*Texto exibido:*
Ótimo trabalho, disco de cabeceira
Ótimo trabalho, disco de cabeceira.
Ano - 1979. Frank Zappa lança um dos filmes musicais mais bizarros da história, porém de forma irônica ele deixa bem claro no início que não se trata de material para qualquer um, nem para grandes platéias, mas, sobretudo para aqueles que já o conhecem e entendem sua filosofia musical e política, envolta de uma atmosfera profundamente anárquica. Como o próprio filme é intitulado, se trata de 'A Movie About People Who Do Stuff That Is Not Normal'.
Para esta incrível festa, Zappa convida elementos capazes de colocar em prática suas idéias, são eles: Terry Bozzio - bateria e vocais, Roy Estrada - vocais, Adrian Belew - guitarras e vocais, Ed Man - percussão, Patrick O'Hearn - baixo, Tommy Mars - teclados, Peter Wolf - teclados, além do próprio Frank Zappa nas guitarras. Outra figura de destaque na obra é o animador Bruce Bickford.
O dvd inicia-se com 'Baby Snakes Rehearsal' em que Frank Zappa no palco coordena um tipo de ensaio geral, criticando a todos e apontando o direcionamento que deseja, nem que para isso os músicos se esmerem em repetir milhares de fraseados vocais e instrumentais. 'This Is The Show They Never See' é a introdução propriamente do espetáculo, apresentando primeiramente a construção dos efeitos de animação por parte de Bruce Bickford, com participação ativa(quase uma onipresença) de Frank Zappa, aqui já se percebe o seu caráter controlador, centralizando todas as ações. Este aspecto fica mais perceptível quando no estúdio, Zappa numa encenação de maestro, rege todos os efeitos dos sintetizadores, vocais e as viradas de bateria, a série culmina com um comentário do baixista Patrick O'Hearn relatando exatamente a forte personalidade de Zappa e como às vezes é complicado trabalhar com ele, devido à dificuldade em agradá-lo. 'Baby Snakes' apresenta os músicos à vontade no camarim, para iniciar uma seqüência em forma de clip alucinante, com todos aqueles desenhos psicodélicos, que beira o bizarro e muitas vezes tornam-se assustadores. A música é excelente, os toques psicodélicos não comprometem o andamento da mesma e curto bastante a linha de teclado do meio para o fim, quebradeira pura acompanhando as viradas de bateria.

*Tarefas:*
**a.** Troque "dot" por "mark" nos registros, da linha que contém "One point belongs on each instance of the street" até a última linha dos registros, inclusive, e reproduza essas linhas sem nenhuma outra alteração.
**b.** Prossiga com a resenha sobre o filme Baby Snakes, de Frank Zappa, a partir do ponto em que ela termina.
O texto e os registros vêm de fontes diferentes.

*Registros de entrada:*
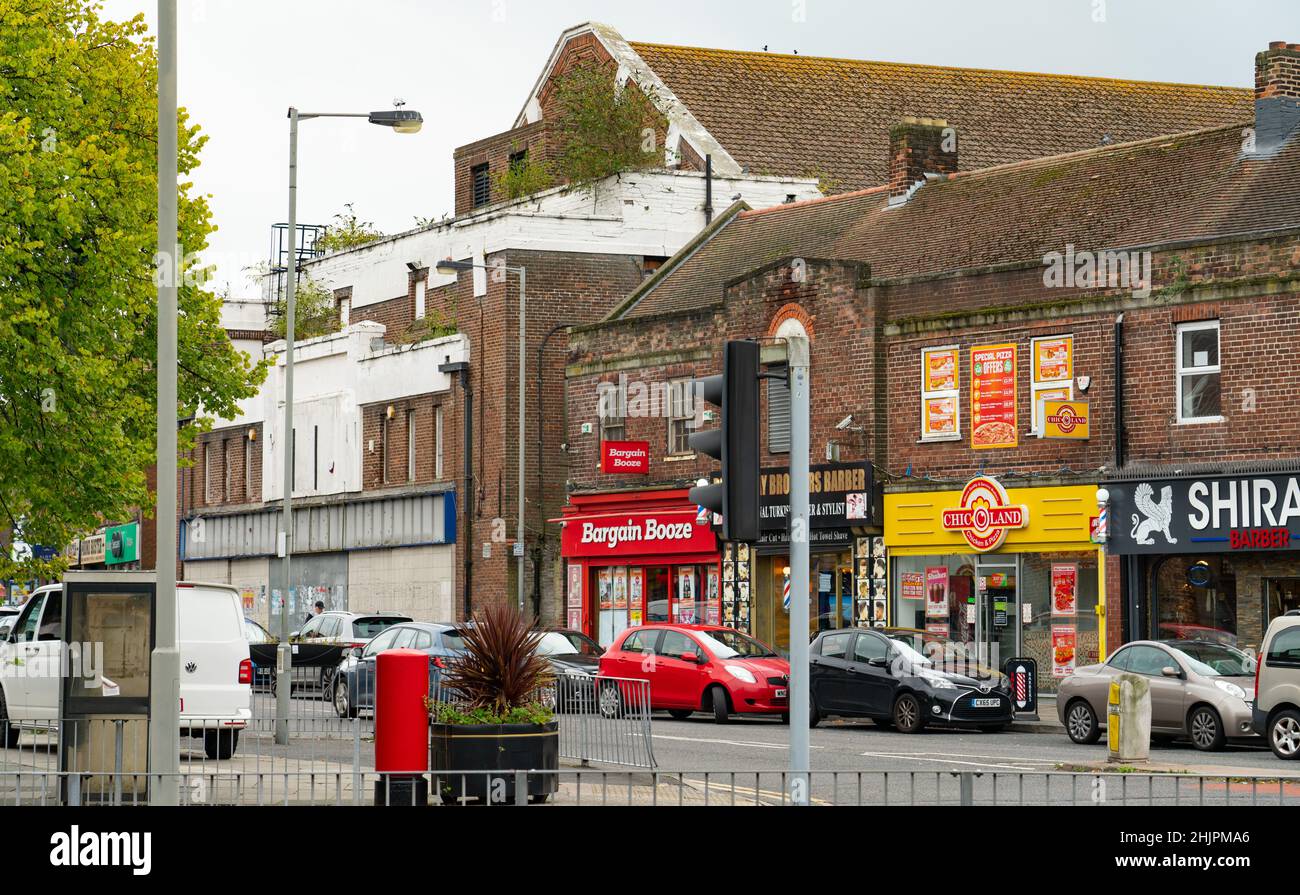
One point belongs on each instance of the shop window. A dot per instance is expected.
(1052, 375)
(681, 415)
(1196, 599)
(1199, 372)
(940, 409)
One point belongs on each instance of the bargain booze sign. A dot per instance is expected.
(986, 514)
(625, 457)
(625, 535)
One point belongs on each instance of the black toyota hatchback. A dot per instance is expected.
(880, 675)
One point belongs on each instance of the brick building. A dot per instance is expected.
(586, 249)
(954, 315)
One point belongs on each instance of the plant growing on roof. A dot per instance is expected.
(602, 129)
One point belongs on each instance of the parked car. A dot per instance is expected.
(1277, 687)
(325, 638)
(352, 687)
(696, 667)
(575, 660)
(215, 691)
(1199, 688)
(862, 673)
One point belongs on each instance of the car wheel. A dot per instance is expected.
(906, 716)
(8, 730)
(342, 700)
(720, 705)
(1207, 729)
(220, 744)
(1080, 723)
(610, 700)
(1285, 735)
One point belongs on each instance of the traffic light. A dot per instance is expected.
(735, 442)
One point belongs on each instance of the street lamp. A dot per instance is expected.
(403, 121)
(449, 267)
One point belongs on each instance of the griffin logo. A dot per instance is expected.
(1158, 515)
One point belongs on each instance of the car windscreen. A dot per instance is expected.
(732, 644)
(1214, 661)
(368, 626)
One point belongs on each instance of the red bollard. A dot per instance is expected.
(401, 727)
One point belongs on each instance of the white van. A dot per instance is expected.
(216, 670)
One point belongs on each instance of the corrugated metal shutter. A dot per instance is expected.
(778, 414)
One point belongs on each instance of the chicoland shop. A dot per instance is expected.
(1208, 556)
(1004, 571)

*Respostas por tarefa:*
**a.**
One point belongs on each instance of the street lamp. A mark per instance is expected.
(403, 121)
(449, 267)
One point belongs on each instance of the griffin logo. A mark per instance is expected.
(1158, 515)
One point belongs on each instance of the car windscreen. A mark per instance is expected.
(732, 644)
(1214, 661)
(368, 626)
One point belongs on each instance of the red bollard. A mark per instance is expected.
(401, 727)
One point belongs on each instance of the white van. A mark per instance is expected.
(216, 670)
One point belongs on each instance of the corrugated metal shutter. A mark per instance is expected.
(778, 414)
One point belongs on each instance of the chicoland shop. A mark per instance is expected.
(1208, 556)
(1004, 571)

**b.**
Depois uma pausa para 'Bruce Bickford/Disco Outfreakage' explicar seu processo criativo, onde se percebe o quanto é delicada sua atividade, algo de extrema sensibilidade, porém o mais legal aqui não é esta entrevista que o Zappa conduz junto ao animador, mas os cortes para as imagens de estúdio apresentando a banda executando todos aqueles efeitos desconexos e mirabolantes com extremo rigor e controle do próprio guitarrista. Logo depois, um pouco do show em Nova York com 'The Podle Lecture' em que a loucura salta aos olhos de forma concreta, numa estranha simbiose com o público. Zappa não parece humano, é como se fosse um Deus anárquico que pousou na terra, exatamente naquele local, naquela hora e as pessoas alimentam essa divindade com um monte de bugigangas na descrição metafórica sobre a 'popularidade' de um poodle. O corte para 'She Said/City Of Tiny Lites' é abrupto dando seqüência no desfile de bizarrices, agora com uma boneca inflável, primeiramente no estúdio, mais pra frente no palco, o fato é que neste momento temos o primeiro número musical propriamente, mostrando a silhueta de todos os músicos, Terry Bozzio tocando de cuecas e o Tommy Mars acendendo um cigarro e ao mesmo tempo tocando uma barbaridade em meio àquele mundo de teclados. Um dos melhores momentos do dvd e ainda contamos com a figura radiante de Frank Zappa no centro do palco, assemelhando-se a um grande goivo diante do seu séqüito anestesiado pelo bárbaro solo de guitarra, vale destacar a exuberante performance vocal de Belew, estilo que levaria para o King Crimson logo adiante.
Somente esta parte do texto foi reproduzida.